** Your task **
Copy the following entries line for line, with no changes.

Stored data

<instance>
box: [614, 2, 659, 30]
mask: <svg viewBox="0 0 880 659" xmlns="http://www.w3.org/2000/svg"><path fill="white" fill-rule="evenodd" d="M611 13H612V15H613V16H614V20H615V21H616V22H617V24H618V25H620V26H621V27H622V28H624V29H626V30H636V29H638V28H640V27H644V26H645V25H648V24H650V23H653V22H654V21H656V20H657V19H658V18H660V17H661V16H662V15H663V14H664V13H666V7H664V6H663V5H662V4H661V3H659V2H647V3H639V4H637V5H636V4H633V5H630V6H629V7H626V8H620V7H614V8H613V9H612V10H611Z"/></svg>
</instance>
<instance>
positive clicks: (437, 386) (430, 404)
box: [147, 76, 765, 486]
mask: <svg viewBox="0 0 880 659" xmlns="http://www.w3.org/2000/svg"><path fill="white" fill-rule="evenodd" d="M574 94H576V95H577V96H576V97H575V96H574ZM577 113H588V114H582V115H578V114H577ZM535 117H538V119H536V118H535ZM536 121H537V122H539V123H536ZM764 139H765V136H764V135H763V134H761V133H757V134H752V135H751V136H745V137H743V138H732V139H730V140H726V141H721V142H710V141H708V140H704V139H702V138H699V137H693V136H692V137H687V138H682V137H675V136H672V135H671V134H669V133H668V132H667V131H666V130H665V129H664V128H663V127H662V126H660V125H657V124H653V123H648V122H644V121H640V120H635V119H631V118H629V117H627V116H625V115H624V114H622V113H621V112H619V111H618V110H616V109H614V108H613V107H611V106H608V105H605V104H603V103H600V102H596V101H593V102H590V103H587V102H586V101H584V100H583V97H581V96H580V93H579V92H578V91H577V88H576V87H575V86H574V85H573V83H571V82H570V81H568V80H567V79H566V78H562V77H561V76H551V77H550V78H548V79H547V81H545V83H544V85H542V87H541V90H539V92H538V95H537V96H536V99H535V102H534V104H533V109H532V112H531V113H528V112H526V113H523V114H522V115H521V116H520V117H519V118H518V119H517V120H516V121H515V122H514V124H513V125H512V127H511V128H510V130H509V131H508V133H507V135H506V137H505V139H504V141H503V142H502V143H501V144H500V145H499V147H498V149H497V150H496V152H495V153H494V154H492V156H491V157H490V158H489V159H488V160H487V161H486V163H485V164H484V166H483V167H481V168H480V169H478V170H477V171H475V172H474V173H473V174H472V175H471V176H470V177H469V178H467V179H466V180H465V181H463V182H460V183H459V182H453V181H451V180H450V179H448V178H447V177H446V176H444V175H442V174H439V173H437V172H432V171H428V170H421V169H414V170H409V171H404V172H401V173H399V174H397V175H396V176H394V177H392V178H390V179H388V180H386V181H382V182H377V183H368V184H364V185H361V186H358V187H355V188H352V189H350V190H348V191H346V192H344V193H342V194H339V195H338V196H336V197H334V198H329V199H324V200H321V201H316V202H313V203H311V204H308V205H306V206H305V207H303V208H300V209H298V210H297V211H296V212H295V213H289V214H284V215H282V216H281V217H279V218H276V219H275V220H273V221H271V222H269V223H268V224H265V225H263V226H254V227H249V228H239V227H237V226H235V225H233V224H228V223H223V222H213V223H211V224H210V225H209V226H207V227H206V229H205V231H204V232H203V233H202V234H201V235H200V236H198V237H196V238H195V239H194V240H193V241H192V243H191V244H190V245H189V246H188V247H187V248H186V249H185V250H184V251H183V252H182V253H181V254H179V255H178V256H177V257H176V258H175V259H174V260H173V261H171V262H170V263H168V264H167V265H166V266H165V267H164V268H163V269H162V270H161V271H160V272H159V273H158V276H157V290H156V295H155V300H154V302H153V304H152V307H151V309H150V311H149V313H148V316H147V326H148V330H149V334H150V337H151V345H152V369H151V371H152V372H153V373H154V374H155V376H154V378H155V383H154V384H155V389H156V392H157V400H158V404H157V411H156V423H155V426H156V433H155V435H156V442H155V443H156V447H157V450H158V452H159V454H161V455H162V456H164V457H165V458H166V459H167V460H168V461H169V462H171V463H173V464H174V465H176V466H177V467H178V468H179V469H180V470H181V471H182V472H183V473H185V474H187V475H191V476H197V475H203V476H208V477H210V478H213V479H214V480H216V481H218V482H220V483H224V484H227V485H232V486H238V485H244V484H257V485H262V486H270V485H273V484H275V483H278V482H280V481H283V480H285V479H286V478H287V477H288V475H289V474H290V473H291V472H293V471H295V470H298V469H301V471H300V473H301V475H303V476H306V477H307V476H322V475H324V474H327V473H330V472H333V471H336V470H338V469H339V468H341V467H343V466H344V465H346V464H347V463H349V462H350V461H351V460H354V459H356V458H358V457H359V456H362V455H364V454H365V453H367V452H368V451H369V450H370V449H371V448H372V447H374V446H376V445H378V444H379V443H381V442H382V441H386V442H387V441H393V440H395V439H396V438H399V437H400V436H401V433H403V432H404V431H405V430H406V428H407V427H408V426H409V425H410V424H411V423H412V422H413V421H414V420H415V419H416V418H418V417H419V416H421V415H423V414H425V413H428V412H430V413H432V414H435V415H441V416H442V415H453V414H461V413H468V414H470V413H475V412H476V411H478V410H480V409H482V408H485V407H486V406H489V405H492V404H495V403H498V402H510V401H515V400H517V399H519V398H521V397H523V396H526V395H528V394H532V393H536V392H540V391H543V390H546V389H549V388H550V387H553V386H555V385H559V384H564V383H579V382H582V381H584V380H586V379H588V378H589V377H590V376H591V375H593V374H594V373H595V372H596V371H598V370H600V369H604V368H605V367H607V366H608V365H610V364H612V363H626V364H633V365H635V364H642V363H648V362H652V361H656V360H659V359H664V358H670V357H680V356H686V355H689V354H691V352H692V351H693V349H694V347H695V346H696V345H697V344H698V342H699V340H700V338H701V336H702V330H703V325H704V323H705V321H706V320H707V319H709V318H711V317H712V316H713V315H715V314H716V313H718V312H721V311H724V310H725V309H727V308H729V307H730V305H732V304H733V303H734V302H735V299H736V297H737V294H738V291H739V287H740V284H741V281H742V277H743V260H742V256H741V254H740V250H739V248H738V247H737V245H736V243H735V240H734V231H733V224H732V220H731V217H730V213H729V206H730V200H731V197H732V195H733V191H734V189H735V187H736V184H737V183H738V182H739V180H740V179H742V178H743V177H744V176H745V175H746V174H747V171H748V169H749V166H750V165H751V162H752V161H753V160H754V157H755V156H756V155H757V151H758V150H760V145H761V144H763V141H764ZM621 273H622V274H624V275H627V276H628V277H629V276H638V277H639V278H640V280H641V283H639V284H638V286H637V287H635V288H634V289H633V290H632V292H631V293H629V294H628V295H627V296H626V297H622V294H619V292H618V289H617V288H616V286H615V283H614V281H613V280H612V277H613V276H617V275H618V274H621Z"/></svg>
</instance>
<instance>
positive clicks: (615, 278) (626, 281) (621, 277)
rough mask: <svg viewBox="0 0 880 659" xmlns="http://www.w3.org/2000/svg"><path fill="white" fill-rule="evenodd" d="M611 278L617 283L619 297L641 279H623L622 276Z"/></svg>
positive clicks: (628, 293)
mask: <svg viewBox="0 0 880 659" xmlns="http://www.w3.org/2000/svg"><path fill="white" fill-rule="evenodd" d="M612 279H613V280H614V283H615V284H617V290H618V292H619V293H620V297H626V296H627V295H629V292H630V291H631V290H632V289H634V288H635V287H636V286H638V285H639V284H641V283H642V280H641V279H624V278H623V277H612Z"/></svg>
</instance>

** Result **
<instance>
box: [614, 2, 659, 30]
mask: <svg viewBox="0 0 880 659" xmlns="http://www.w3.org/2000/svg"><path fill="white" fill-rule="evenodd" d="M611 13H612V15H613V16H614V20H615V21H616V22H617V24H618V25H620V26H621V27H622V28H624V29H626V30H636V29H638V28H640V27H644V26H645V25H648V24H650V23H653V22H654V21H656V20H657V19H658V18H660V17H661V16H662V15H663V14H664V13H666V7H664V6H663V5H662V4H661V3H659V2H647V3H639V4H637V5H636V4H633V5H630V6H629V7H626V8H620V7H614V8H613V9H612V10H611Z"/></svg>
</instance>
<instance>
positive clicks: (437, 386) (430, 404)
box: [147, 76, 765, 486]
mask: <svg viewBox="0 0 880 659" xmlns="http://www.w3.org/2000/svg"><path fill="white" fill-rule="evenodd" d="M574 94H576V95H577V96H576V97H575V96H574ZM577 113H588V114H582V115H578V114H577ZM535 117H538V119H536V118H535ZM536 121H537V122H539V123H536ZM764 139H765V136H764V135H763V134H761V133H757V134H752V135H751V136H745V137H743V138H732V139H730V140H726V141H721V142H710V141H708V140H704V139H702V138H699V137H693V136H692V137H687V138H682V137H675V136H672V135H671V134H669V133H668V132H667V131H666V130H665V129H664V128H663V127H662V126H660V125H657V124H653V123H648V122H644V121H640V120H635V119H631V118H629V117H627V116H625V115H624V114H622V113H621V112H619V111H618V110H616V109H614V108H613V107H611V106H608V105H605V104H603V103H600V102H596V101H593V102H590V103H587V102H586V101H584V100H583V97H581V96H580V93H579V92H578V91H577V88H576V87H575V86H574V85H573V83H571V82H570V81H568V80H567V79H566V78H562V77H561V76H551V77H550V78H548V79H547V81H545V83H544V85H542V87H541V90H539V92H538V95H537V96H536V99H535V102H534V104H533V109H532V112H531V113H528V112H526V113H523V114H522V115H521V116H520V117H519V118H518V119H517V120H516V121H515V122H514V124H513V125H512V127H511V128H510V130H509V131H508V133H507V135H506V137H505V139H504V141H503V142H502V143H501V144H500V145H499V147H498V149H497V150H496V152H495V153H494V154H492V156H491V157H490V158H489V159H488V160H487V161H486V163H485V164H484V166H483V167H481V168H480V169H478V170H477V171H475V172H474V173H473V174H472V175H471V176H470V177H469V178H467V179H466V180H465V181H463V182H460V183H459V182H453V181H451V180H450V179H448V178H447V177H446V176H444V175H442V174H439V173H437V172H432V171H428V170H421V169H414V170H409V171H404V172H401V173H399V174H397V175H396V176H394V177H392V178H390V179H388V180H386V181H382V182H377V183H368V184H364V185H361V186H358V187H355V188H352V189H350V190H348V191H346V192H344V193H342V194H339V195H338V196H336V197H334V198H329V199H324V200H321V201H316V202H313V203H311V204H308V205H306V206H305V207H303V208H300V209H298V210H297V211H296V212H295V213H289V214H284V215H282V216H281V217H279V218H276V219H275V220H273V221H271V222H269V223H268V224H265V225H263V226H254V227H249V228H239V227H237V226H235V225H233V224H228V223H223V222H213V223H211V224H210V225H209V226H207V227H206V229H205V231H204V232H203V233H202V234H201V235H200V236H198V237H196V238H195V239H194V240H193V241H192V243H191V244H190V245H189V246H188V247H187V248H186V249H185V250H184V251H183V252H182V253H181V254H179V255H178V256H177V257H176V258H175V259H174V260H173V261H171V262H170V263H168V264H167V265H166V266H165V267H164V268H163V269H162V270H161V271H160V272H159V273H158V276H157V290H156V295H155V300H154V302H153V304H152V307H151V309H150V311H149V313H148V316H147V326H148V330H149V334H150V337H151V345H152V369H151V371H152V372H153V373H154V374H155V376H154V378H155V383H154V384H155V389H156V392H157V400H158V404H157V411H156V423H155V426H156V433H155V435H156V442H155V443H156V447H157V450H158V452H159V454H161V455H162V456H164V457H165V458H166V459H167V460H168V461H169V462H171V463H173V464H174V465H176V466H177V467H178V468H179V469H180V470H181V471H182V472H183V473H185V474H187V475H191V476H197V475H203V476H208V477H210V478H213V479H214V480H216V481H218V482H220V483H224V484H227V485H232V486H238V485H244V484H257V485H262V486H270V485H273V484H275V483H278V482H280V481H283V480H285V479H286V478H287V477H288V475H289V474H290V473H291V472H293V471H295V470H298V469H301V471H300V473H301V475H303V476H306V477H307V476H322V475H324V474H327V473H330V472H333V471H336V470H338V469H339V468H341V467H343V466H344V465H346V464H347V463H349V462H350V461H351V460H354V459H356V458H358V457H359V456H362V455H364V454H365V453H367V452H368V451H369V450H370V449H371V448H372V447H374V446H376V445H378V444H379V443H381V442H382V441H386V442H387V441H393V440H395V439H396V438H399V437H400V436H401V433H403V432H404V431H405V430H406V428H407V427H408V426H409V425H410V424H411V423H412V422H413V421H414V420H415V419H416V418H418V417H419V416H421V415H423V414H425V413H428V412H430V413H432V414H435V415H441V416H442V415H453V414H461V413H468V414H470V413H475V412H476V411H478V410H480V409H482V408H485V407H486V406H489V405H492V404H495V403H498V402H510V401H515V400H517V399H519V398H521V397H523V396H526V395H528V394H532V393H536V392H540V391H543V390H546V389H549V388H550V387H553V386H555V385H559V384H564V383H579V382H582V381H584V380H586V379H588V378H589V377H590V376H591V375H593V374H594V373H595V372H596V371H598V370H600V369H604V368H605V367H607V366H608V365H610V364H612V363H626V364H633V365H635V364H642V363H648V362H652V361H656V360H659V359H664V358H670V357H680V356H686V355H689V354H691V352H692V351H693V349H694V347H695V346H696V345H697V344H698V342H699V340H700V338H701V336H702V330H703V325H704V323H705V321H706V320H707V319H709V318H711V317H712V316H713V315H715V314H716V313H718V312H721V311H724V310H725V309H727V308H729V307H730V305H732V304H733V303H734V302H735V299H736V297H737V294H738V291H739V287H740V284H741V281H742V277H743V260H742V256H741V254H740V250H739V248H738V247H737V245H736V243H735V240H734V231H733V224H732V220H731V217H730V213H729V206H730V200H731V197H732V195H733V191H734V189H735V187H736V184H737V183H738V182H739V180H740V179H742V178H743V177H744V176H745V175H746V174H747V171H748V169H749V166H750V165H751V162H752V161H753V160H754V157H755V156H756V155H757V151H758V150H760V145H761V144H763V141H764ZM621 273H622V274H624V275H627V276H628V277H629V276H638V277H639V278H640V280H641V283H639V284H638V286H637V287H635V288H634V289H633V290H632V292H631V293H629V294H628V295H627V296H626V297H622V294H619V292H618V289H617V288H616V286H615V283H614V281H613V280H612V277H613V276H617V275H618V274H621Z"/></svg>
</instance>
<instance>
positive clicks: (615, 278) (626, 281) (621, 277)
rough mask: <svg viewBox="0 0 880 659" xmlns="http://www.w3.org/2000/svg"><path fill="white" fill-rule="evenodd" d="M611 278L617 283L619 297L641 279H623L622 276Z"/></svg>
positive clicks: (628, 293)
mask: <svg viewBox="0 0 880 659" xmlns="http://www.w3.org/2000/svg"><path fill="white" fill-rule="evenodd" d="M612 279H613V280H614V283H615V284H617V290H618V292H619V293H620V297H626V296H627V295H629V292H630V291H631V290H632V289H634V288H635V287H636V286H638V285H639V284H641V283H642V280H641V279H624V278H623V277H612Z"/></svg>
</instance>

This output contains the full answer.